#### [PROBLEM STATEMENT]
What is needed is an exact repeat of the lines from the line containing "In this exercise you will identify every instance of the long" through the final line of the entries below, and nothing else.

## START GIVEN RECORDS

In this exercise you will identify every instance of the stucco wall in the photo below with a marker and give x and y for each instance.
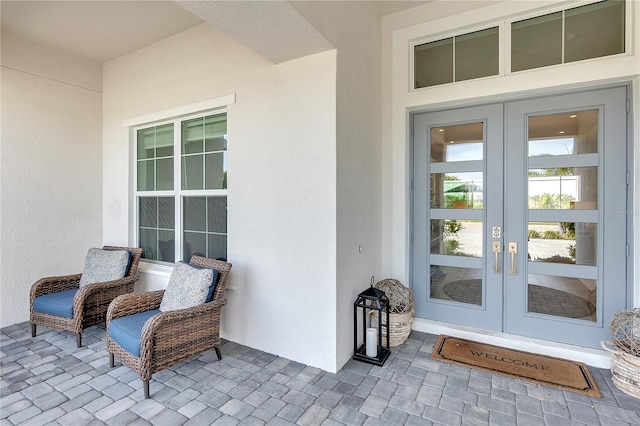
(51, 211)
(282, 180)
(354, 28)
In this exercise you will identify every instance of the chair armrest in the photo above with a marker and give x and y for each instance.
(101, 294)
(53, 285)
(133, 303)
(189, 320)
(86, 290)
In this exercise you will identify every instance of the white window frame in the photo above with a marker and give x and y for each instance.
(176, 115)
(504, 41)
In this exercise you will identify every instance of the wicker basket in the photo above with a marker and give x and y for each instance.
(400, 312)
(625, 370)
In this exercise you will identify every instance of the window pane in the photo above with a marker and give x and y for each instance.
(594, 30)
(193, 136)
(164, 173)
(195, 214)
(192, 172)
(433, 63)
(477, 54)
(146, 143)
(195, 243)
(563, 242)
(155, 158)
(216, 175)
(156, 217)
(166, 212)
(461, 142)
(536, 42)
(148, 212)
(205, 226)
(217, 246)
(164, 141)
(166, 246)
(149, 243)
(217, 214)
(215, 132)
(146, 175)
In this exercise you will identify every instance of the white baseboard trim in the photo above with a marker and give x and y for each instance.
(592, 357)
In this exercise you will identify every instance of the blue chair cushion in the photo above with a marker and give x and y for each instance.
(188, 286)
(105, 265)
(126, 331)
(59, 304)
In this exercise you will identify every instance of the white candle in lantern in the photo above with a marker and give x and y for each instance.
(372, 342)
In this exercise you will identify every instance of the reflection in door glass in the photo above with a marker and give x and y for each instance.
(563, 242)
(562, 296)
(567, 133)
(462, 142)
(456, 237)
(456, 190)
(456, 284)
(574, 188)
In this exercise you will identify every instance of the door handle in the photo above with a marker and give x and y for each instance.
(513, 250)
(497, 247)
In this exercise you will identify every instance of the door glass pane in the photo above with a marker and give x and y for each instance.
(562, 296)
(563, 242)
(456, 237)
(594, 30)
(456, 284)
(566, 133)
(536, 42)
(477, 54)
(433, 63)
(573, 188)
(461, 142)
(456, 190)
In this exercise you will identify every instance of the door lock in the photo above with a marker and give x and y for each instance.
(513, 250)
(497, 248)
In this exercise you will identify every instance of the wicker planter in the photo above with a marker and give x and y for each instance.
(625, 370)
(625, 350)
(400, 312)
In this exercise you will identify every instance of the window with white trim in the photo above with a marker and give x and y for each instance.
(181, 187)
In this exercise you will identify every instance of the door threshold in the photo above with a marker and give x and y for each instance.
(590, 356)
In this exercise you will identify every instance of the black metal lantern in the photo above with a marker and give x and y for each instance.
(371, 350)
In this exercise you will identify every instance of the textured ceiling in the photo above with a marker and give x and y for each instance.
(107, 29)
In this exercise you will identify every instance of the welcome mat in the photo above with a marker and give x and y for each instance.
(556, 372)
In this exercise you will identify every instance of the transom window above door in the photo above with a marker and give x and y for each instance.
(580, 33)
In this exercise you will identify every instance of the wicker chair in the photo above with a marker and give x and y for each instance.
(90, 302)
(173, 336)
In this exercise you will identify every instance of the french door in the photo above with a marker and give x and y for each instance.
(519, 215)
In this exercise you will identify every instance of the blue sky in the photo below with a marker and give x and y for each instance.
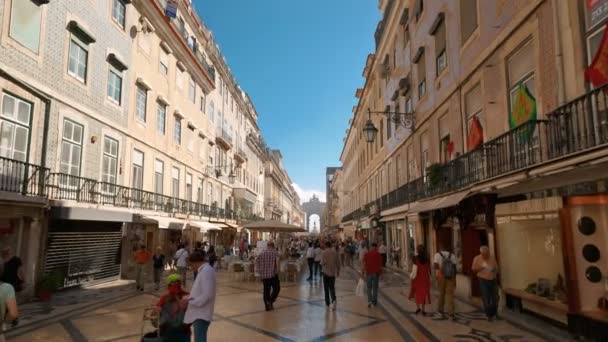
(300, 61)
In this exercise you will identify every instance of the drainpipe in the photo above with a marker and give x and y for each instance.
(559, 57)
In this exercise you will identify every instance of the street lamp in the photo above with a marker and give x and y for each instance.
(405, 119)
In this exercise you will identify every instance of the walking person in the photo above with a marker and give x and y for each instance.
(372, 268)
(445, 266)
(421, 280)
(181, 261)
(318, 252)
(331, 269)
(172, 310)
(310, 257)
(202, 297)
(383, 253)
(141, 258)
(486, 268)
(8, 304)
(158, 262)
(267, 264)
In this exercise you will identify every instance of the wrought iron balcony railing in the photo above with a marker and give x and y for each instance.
(22, 178)
(573, 128)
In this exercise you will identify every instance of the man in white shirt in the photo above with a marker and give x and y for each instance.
(181, 258)
(202, 298)
(445, 266)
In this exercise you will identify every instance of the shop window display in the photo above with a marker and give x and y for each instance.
(533, 260)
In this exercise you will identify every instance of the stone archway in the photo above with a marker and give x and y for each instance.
(314, 207)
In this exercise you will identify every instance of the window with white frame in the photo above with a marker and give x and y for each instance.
(78, 58)
(25, 23)
(159, 176)
(189, 186)
(118, 12)
(114, 84)
(137, 176)
(192, 91)
(71, 151)
(163, 65)
(177, 131)
(109, 164)
(141, 103)
(15, 121)
(161, 117)
(175, 182)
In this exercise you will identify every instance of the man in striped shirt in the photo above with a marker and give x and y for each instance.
(267, 264)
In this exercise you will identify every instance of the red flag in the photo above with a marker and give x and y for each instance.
(475, 138)
(597, 73)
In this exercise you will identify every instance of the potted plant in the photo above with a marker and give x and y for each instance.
(48, 284)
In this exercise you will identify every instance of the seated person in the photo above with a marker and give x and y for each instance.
(172, 307)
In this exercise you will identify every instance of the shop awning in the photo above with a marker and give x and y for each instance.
(206, 226)
(438, 203)
(167, 222)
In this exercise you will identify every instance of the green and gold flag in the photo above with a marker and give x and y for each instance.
(524, 110)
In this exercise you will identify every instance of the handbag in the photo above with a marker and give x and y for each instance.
(360, 290)
(414, 272)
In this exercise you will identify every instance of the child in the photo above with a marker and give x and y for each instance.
(172, 307)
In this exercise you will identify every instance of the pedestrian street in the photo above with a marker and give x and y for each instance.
(113, 312)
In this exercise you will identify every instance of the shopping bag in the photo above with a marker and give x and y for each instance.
(360, 290)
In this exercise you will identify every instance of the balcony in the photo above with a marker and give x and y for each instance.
(22, 178)
(240, 156)
(577, 127)
(223, 139)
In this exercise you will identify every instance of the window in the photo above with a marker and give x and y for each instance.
(444, 139)
(419, 9)
(163, 62)
(71, 151)
(468, 19)
(192, 91)
(161, 117)
(175, 183)
(177, 131)
(521, 70)
(421, 76)
(141, 103)
(159, 176)
(440, 48)
(211, 112)
(118, 12)
(473, 105)
(14, 128)
(78, 58)
(199, 192)
(25, 22)
(189, 186)
(137, 178)
(109, 164)
(114, 85)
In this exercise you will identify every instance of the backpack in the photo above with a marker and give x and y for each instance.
(448, 268)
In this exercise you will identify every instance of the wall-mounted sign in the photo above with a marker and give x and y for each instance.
(596, 12)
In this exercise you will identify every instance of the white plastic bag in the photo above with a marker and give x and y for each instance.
(360, 290)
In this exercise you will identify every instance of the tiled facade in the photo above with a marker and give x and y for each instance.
(441, 63)
(84, 146)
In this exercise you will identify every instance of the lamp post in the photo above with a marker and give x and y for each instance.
(405, 119)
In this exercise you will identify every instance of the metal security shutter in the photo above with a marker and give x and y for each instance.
(84, 257)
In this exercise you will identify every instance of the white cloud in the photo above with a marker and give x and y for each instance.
(306, 194)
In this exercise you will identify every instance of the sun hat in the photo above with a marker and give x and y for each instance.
(172, 278)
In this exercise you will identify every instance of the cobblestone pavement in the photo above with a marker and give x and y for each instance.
(113, 312)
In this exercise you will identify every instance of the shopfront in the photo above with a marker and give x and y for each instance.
(530, 253)
(85, 251)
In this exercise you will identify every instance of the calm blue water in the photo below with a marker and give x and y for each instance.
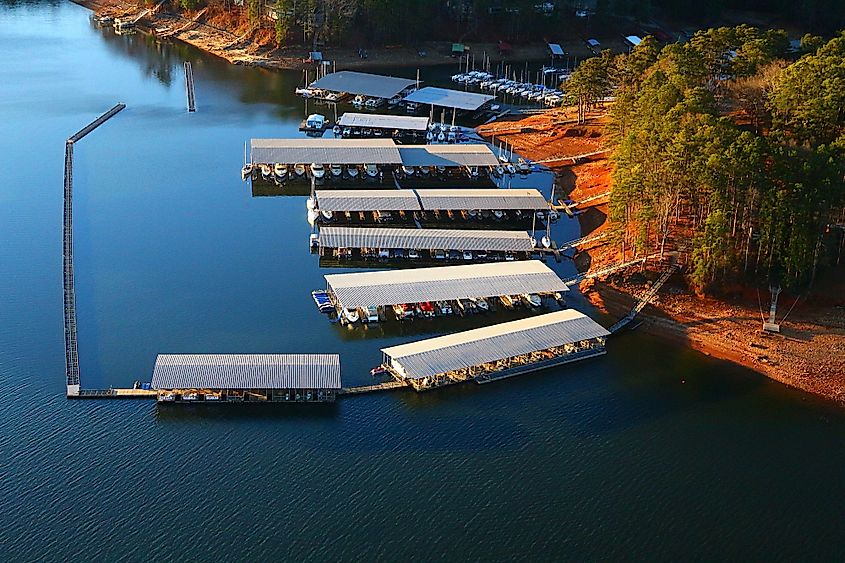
(653, 452)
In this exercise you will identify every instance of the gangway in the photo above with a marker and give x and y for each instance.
(644, 299)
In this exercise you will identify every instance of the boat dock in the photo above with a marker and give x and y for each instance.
(496, 352)
(189, 87)
(68, 287)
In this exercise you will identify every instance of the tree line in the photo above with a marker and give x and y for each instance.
(727, 151)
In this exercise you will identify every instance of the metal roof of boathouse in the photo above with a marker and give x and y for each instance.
(365, 84)
(383, 121)
(447, 155)
(425, 358)
(246, 371)
(449, 98)
(451, 199)
(421, 239)
(367, 200)
(324, 151)
(391, 287)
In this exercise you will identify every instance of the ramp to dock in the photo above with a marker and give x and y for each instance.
(189, 87)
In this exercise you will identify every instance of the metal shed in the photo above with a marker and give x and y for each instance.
(365, 84)
(449, 98)
(392, 287)
(424, 239)
(324, 151)
(381, 121)
(452, 199)
(447, 155)
(367, 200)
(465, 350)
(246, 371)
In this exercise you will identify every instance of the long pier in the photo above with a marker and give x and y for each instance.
(71, 347)
(189, 87)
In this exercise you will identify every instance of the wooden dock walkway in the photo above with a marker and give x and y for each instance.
(114, 393)
(189, 87)
(386, 386)
(71, 347)
(96, 123)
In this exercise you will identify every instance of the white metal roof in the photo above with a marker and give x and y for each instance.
(451, 199)
(324, 151)
(391, 287)
(449, 98)
(447, 155)
(367, 200)
(422, 239)
(246, 371)
(365, 84)
(382, 121)
(471, 348)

## END GIVEN RECORDS

#### [WORKED SOLUTION]
In this exercise you will identify every instance of the long pier in the photo above with a marker and give x and y for each instance.
(71, 347)
(189, 87)
In this exercise you will identify every instance of the wooden dock walkway in the photo above with a marker and give x and y for each instance.
(114, 393)
(189, 87)
(386, 386)
(71, 347)
(96, 123)
In this exercise you will identify every instance of the white metal roof in the photo above with a marker and give x and y for each instance.
(451, 199)
(324, 151)
(391, 287)
(449, 98)
(447, 155)
(367, 200)
(422, 239)
(246, 371)
(365, 84)
(382, 121)
(471, 348)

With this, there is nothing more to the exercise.